• Exercise details
Format every line of the entries below as a JSON list of strings, one string per line, omitting blank lines and leaving the pictures out.

Object pointing dataset rows:
******************************
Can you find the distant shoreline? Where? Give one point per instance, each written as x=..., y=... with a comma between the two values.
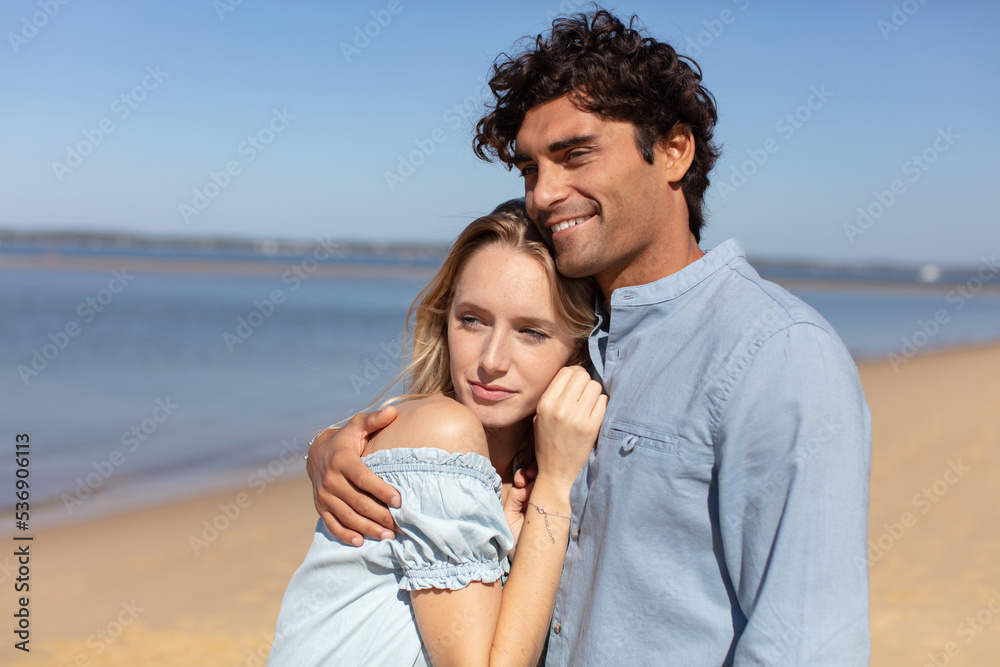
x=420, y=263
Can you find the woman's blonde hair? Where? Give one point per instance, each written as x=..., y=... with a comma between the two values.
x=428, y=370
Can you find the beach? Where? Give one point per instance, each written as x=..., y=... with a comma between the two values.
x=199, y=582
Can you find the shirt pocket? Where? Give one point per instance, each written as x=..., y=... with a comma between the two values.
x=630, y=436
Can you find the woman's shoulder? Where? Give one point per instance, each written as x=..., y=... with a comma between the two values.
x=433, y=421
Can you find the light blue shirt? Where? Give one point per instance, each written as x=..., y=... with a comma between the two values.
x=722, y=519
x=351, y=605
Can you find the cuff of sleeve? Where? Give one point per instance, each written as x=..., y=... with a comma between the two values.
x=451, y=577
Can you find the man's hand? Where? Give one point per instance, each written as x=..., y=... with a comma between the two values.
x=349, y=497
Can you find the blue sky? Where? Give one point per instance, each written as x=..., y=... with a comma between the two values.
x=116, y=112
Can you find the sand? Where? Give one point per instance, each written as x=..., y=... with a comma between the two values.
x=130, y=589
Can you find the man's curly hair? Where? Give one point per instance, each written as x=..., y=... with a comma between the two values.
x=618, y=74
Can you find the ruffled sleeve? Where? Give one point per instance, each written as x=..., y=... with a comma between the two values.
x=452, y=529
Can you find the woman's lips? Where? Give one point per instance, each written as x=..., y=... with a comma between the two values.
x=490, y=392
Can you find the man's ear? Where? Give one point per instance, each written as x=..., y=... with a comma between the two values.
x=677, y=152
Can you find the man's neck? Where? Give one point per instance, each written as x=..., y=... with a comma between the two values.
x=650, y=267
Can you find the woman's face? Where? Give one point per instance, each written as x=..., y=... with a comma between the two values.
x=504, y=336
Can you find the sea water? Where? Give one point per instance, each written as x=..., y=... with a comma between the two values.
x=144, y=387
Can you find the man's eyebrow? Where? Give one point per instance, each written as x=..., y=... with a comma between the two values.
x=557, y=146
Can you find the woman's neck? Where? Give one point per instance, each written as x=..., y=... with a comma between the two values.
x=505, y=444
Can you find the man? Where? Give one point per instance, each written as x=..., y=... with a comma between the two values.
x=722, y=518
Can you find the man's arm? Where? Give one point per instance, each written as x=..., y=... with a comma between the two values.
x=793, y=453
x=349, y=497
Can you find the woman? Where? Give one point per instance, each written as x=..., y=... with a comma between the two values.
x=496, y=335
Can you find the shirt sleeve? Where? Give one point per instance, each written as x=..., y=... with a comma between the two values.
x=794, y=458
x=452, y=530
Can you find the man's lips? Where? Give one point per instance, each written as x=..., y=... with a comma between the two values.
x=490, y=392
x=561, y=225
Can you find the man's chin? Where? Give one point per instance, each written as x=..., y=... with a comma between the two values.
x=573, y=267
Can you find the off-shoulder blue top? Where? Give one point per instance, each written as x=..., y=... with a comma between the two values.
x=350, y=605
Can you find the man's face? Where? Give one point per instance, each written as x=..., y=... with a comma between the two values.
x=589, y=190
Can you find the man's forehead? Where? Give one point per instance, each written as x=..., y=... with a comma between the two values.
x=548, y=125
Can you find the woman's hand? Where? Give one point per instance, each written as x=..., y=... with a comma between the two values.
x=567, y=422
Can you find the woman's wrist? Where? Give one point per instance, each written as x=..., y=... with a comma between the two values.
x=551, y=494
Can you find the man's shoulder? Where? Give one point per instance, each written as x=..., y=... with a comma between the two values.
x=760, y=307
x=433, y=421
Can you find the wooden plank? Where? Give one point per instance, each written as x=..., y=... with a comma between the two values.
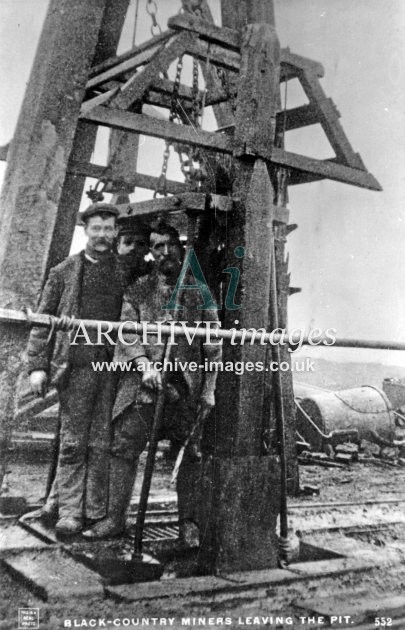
******************************
• Exercise answer
[
  "Can you find the distant shoreline? Where? Give one point per instance, each written as x=..., y=... with a comma between the two values.",
  "x=420, y=263",
  "Can you find the woman's blonde hair? Where? Give one point per instance, each written as x=..., y=... with a comma between the two values.",
  "x=428, y=370",
  "Can you find the beach? Where? Give one point per instance, each written as x=..., y=... with a comma between the two values.",
  "x=199, y=582",
  "Can you find the shirt pocket? Where? Give one point per instance, each written as x=..., y=... with a comma between the two values.",
  "x=630, y=436",
  "Can you find the woman's shoulder? Where? Give one point per instance, each written as x=..., y=... with a comma between the two values.",
  "x=433, y=421",
  "Can you find the light blue shirt? Where? Give one point per instance, each written as x=..., y=... with a comma between the two values.",
  "x=722, y=519",
  "x=351, y=605",
  "Can you find the cuff of sleeve? Where? Give one point per instance, each written as x=..., y=... with a comma between the two values.",
  "x=451, y=577",
  "Can you find the man's hand? Where? Give one point per instance, each written as x=..., y=... with a comma between the two values.",
  "x=349, y=497",
  "Can you find the blue sky? Where? Give one point per instance, each written as x=..., y=... with a comma between the two values.",
  "x=116, y=112",
  "Can you find the sand? Where? Give one point per instance, each written as x=..., y=... with a comma between the two values.",
  "x=130, y=589",
  "Can you find the man's curly hair? Where? Give one point per instance, each written as x=..., y=... with a comma between the two values.",
  "x=618, y=74",
  "Can you find the ruffled sleeve? Where? Give one point per instance, each written as x=..., y=... with a comma between the two values.",
  "x=452, y=529",
  "Can you find the woman's lips? Where? Give one point per instance, each written as x=..., y=... with a comma between the two values.",
  "x=490, y=392",
  "Can you find the man's ear? Where? Give one point per instance, each written as x=..., y=... with a comma between the two values.",
  "x=677, y=152",
  "Can you find the man's neck? Where? Give one point per instance, each written as x=..., y=... with a comma between the two values.",
  "x=650, y=267",
  "Can you find the woman's face? Where? Give one point per instance, each written as x=..., y=... with a comma between the two values.",
  "x=504, y=336",
  "Can you find the sea water? Where? Give one point per instance, each written as x=..., y=... with a comma between the two values.",
  "x=144, y=387",
  "Can you find the man's eyebrow? Where? Give one point per instance, each written as x=..., y=... with a comma between the two values.",
  "x=557, y=146",
  "Can you find the woman's neck? Where? Give one point per instance, each written as x=..., y=... with a comma between the two values.",
  "x=505, y=444",
  "Can you find the man? Where? Give one point per instance, each written as x=..., y=... with a comma between the two values.",
  "x=722, y=518",
  "Can you find the man's arm? Where? Give one point per instance, each written as x=..., y=... with a comma between the two values.",
  "x=793, y=453",
  "x=349, y=497",
  "Can you find the woman? Where? Give one point per instance, each written as x=..., y=... with a comma between the two values.",
  "x=496, y=335",
  "Can you find the shirt sleeve? Where? Give one point per instance, each written as x=..., y=... with a comma between the two values.",
  "x=794, y=458",
  "x=452, y=530",
  "Can you find the man's lips? Where? Give one point per instance, each written as x=..., y=... with a comma between the two values.",
  "x=490, y=392",
  "x=561, y=225",
  "Can you find the man's chin? Where? Give one point per instance, each written as x=..., y=... with a comma between the two values.",
  "x=573, y=267",
  "Can you find the off-shoulder blue top? Where? Give one point per instance, each written as x=..., y=... with a comma between the two values.",
  "x=350, y=605",
  "Can you find the man's face? Where? Give one point per instance, each written as x=..., y=... with a comma between the two values.",
  "x=589, y=190",
  "Can you find the man's forehead? Where? Give one point per instance, each written as x=..., y=... with a comma between the two values.",
  "x=548, y=125",
  "Can you find the woman's hand? Where? Give one point per instance, each written as x=..., y=... with a comma between the two values.",
  "x=567, y=422",
  "Can you find the woman's wrist? Where? Give one point per instance, each written as x=..., y=... with a comma between the two values.",
  "x=551, y=494",
  "Can you find the man's shoulder? Where? Give one point per instance, each written as x=..., y=... with a comma between the two values.",
  "x=760, y=307",
  "x=433, y=421",
  "Can you find the wooden plank? Where? Give one point per instance, each written as x=..., y=... with a comma between the two values."
]